> EXERCISE REQUIREMENTS:
A: In the abstract on normalizing scattering modes, the derived normalization conditions depend only on the electromagnetic field where?
B: Using the abstract on normalizing scattering modes, explain why the authors consider their normalization scheme broadly applicable.
C: Write a continuation of the abstract on normalizing scattering modes, picking up after its last sentence.

> SOURCE TEXT:
※

A normalization approach for scattering modes to be of use in classical and quantum electrodynamics
J. Oppermann1, J. Straubel1, I. Fernandez-Corbaton2, C. Rockstuhl1,2
\address
1Institute of Theoretical Solid State Physics, Karlsruhe Institute of Technology, Wolfgang-Gaede-Str. 1, D-76131 Karlsruhe, Germany
\address
2Institute of Nanotechnology, Karlsruhe Institute of Technology, Hermann-von-Helmholtz-Platz 1, D-76021 Eggenstein-Leopoldshafen, Germany
{abstract*}
We propose a novel scheme to normalize scattering modes of the electromagnetic field. By relying on analytical solutions for Maxwell’s equations in the homogenous medium outside the scatterer, we derive normalization conditions that only depend on the electromagnetic field on the surface of a sphere containing the scatterer. We pay special attention to the important cases of plane wave illumination and illumination with a multipolar field, for which an explicit and easy to use normalization condition is derived. We demonstrate the versatility of our method by normalizing scattering modes of some selected metallic and dielectric scatterers of different geometries in the context of different application scenarios. Since every quantum mechanical treatment of light-matter interaction requires the proper normalization of electromagnetic fields, we deem our proposed normalization scheme broadly applicable independent of the scatterer involved.

※

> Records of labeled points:
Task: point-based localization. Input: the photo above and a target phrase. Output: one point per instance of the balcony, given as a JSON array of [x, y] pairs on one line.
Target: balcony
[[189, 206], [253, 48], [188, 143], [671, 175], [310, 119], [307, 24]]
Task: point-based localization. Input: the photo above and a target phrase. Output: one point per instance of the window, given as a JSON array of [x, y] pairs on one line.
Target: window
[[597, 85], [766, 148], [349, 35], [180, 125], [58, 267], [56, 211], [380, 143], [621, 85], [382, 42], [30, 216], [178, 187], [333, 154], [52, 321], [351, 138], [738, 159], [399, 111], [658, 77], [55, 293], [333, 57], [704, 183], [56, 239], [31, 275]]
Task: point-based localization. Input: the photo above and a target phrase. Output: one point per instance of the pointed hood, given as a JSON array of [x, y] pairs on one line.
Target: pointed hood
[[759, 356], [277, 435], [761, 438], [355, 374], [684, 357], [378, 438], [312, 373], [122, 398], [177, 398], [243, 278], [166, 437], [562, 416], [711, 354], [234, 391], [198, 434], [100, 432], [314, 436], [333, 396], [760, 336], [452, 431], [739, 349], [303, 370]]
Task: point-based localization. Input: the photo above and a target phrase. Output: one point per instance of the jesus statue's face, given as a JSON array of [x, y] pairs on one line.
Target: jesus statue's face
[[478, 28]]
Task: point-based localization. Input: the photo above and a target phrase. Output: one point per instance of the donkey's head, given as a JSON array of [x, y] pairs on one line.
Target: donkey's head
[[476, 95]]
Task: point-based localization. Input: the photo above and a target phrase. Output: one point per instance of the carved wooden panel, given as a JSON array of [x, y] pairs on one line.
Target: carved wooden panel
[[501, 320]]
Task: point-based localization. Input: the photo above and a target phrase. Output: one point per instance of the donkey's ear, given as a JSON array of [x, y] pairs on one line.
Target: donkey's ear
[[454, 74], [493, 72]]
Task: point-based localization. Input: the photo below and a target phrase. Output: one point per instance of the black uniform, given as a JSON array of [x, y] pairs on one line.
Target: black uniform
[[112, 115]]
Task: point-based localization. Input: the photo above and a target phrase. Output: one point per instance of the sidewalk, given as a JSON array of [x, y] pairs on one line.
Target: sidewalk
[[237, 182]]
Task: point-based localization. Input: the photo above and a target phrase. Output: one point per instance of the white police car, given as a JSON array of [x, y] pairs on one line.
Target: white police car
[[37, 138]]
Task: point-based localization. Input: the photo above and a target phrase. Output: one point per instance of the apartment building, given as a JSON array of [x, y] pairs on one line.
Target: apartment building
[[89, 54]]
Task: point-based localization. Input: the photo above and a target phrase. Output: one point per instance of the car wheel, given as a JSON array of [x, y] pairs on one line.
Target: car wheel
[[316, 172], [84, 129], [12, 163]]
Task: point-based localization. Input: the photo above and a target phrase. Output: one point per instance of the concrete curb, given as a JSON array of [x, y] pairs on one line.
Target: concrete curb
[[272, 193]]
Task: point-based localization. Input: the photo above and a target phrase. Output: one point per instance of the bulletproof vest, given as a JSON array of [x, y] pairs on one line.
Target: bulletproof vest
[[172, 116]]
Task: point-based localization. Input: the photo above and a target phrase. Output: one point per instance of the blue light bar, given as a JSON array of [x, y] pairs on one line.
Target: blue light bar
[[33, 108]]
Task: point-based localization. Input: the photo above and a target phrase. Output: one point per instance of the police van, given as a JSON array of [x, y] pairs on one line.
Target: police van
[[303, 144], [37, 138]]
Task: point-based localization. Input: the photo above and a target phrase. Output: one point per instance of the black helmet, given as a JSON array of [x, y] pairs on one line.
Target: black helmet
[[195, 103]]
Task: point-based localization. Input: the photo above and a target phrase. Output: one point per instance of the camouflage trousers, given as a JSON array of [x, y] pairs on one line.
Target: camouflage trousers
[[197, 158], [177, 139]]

※

> ANSWERS BELOW:
A: On the surface of a sphere containing the scatterer.

B: Every quantum mechanical treatment of light-matter interaction requires electromagnetic fields to be properly normalized. The authors therefore consider their scheme broadly applicable, independent of the scatterer involved.

C:
\ocis
(030.4070) Modes; (270.0270) Quantum optics; (270.5580) Quantum electrodynamics; (290.5825) Scattering theory.
1 Introduction
Cavity quantum electrodynamics explores the interaction between light, which possesses potentially non-classical properties, and matter in the presence of dielectric or plasmonic cavities. However, in a slightly broader sense, any spatial distribution of classical matter in a finite region of space affecting the propagation of electromagnetic fields can be considered a cavity. The cavity might simply have a very poor quality factor. The field of cavity quantum electrodynamics combines classical and quantum mechanical aspects, in that the relevant modes of the electromagnetic field are determined classically and the coupling to matter is described quantum mechanically. This approach has led to many exciting applications, such as single photon sources [1, 2, 3, 4, 5, 6, 7, 8, 9, 10] and the generation of squeezed light [11, 12, 13, 14]. The process of linking classical and quantum calculations, however, can be rather challenging.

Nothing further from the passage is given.